Exercise requirements:
For each statement, decide whether it agrees with the article below on SWE-bench Verified, and support each yes or no with the deciding words quoted from it. 1. OpenAI is pointing people toward SWE-bench Pro. 2. Scores on SWE-bench Verified kept climbing sharply after the early gains. 3. The complaint about forced auto-translation concerned the site's German wording.

Passage for review:

Segment Open

April 26, 2026
Benchmarks on blast
Why SWE-bench Verified no longer measures frontier coding capabilities
OpenAI bins a flawed coding test; commenters yell 'goalposts' and 'duh'
TLDR: OpenAI says its go-to coding test is tainted by bad questions and training leaks, so it’s dropping the scores and building cleaner exams while pointing to SWE-bench Pro. Commenters are split between “goalpost move,” “obviously,” and “try a rival test,” highlighting how shaky AI report cards can be.
OpenAI just told the class the exam was broken. The company says its widely cited coding benchmark, SWE-bench Verified (a test set for code-fixing tasks), no longer shows real skill because of two messes: bad tests that reject correct answers, and models being trained on the very problems they’re graded on. After big early gains, scores barely budged (from 74.9% to 80.9%), and now OpenAI is dropping the metric, promising fresh, clean evaluations and steering folks to SWE-bench Pro. It’s part of their Preparedness Framework, and yes, this all lives on the OpenAI blog.
Cue the comment section meltdown. The top vibe: “moving the goalposts.” One user rolled their eyes at the training-data reveal with a crisp “No shit, Sherlock!”, while another stared at the audit stats and basically asked, “Wait, a quarter of the Q&A was wrong this whole time?!” The plot twist cameo: “Terminal Bench is the future,” a not-so-subtle pitch for a rival test. Meanwhile, a side-quest drama erupted over forced auto-translation on the site—“codage de pointe” in French got roasted as sounding like a perfume ad. Memes flew about “Reddit math” on the 59.4% of a 27.6% slice, and the room split between “good on them for fessing up” and “convenient timing, huh?” Either way, the internet is keeping score—even if the test isn’t.

Segment Closed

Data records:
Segment Open

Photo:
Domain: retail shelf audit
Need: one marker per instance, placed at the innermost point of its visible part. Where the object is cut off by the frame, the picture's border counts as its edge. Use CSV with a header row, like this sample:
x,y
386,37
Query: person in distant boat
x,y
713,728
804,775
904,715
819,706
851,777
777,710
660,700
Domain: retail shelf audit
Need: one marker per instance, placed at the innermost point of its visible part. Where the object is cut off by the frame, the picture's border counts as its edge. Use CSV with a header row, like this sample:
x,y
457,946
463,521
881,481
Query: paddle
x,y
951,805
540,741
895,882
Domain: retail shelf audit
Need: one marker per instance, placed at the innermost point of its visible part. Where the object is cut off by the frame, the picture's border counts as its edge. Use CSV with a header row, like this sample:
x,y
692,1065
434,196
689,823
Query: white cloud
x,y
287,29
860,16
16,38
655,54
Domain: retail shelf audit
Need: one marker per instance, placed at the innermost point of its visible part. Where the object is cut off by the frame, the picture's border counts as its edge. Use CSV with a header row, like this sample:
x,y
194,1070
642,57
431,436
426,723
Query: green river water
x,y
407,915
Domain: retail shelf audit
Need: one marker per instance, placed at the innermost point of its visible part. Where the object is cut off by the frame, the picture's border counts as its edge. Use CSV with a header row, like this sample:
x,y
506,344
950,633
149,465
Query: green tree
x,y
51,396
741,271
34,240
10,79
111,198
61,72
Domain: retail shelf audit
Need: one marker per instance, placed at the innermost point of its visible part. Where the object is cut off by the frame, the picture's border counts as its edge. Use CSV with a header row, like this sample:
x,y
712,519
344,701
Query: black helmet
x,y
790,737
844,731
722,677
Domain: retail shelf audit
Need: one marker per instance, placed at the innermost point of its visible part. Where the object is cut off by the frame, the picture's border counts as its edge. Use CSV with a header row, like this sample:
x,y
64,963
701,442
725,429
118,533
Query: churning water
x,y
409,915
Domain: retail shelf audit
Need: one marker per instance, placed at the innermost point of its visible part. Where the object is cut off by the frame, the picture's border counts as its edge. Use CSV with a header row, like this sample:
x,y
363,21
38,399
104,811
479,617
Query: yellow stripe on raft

Segment Closed

Task answer:
1. Yes: "steering folks to SWE-bench Pro"
2. No: "After big early gains, scores barely budged (from 74.9% to 80.9%)"
3. No: "“codage de pointe” in French got roasted as sounding like a perfume ad"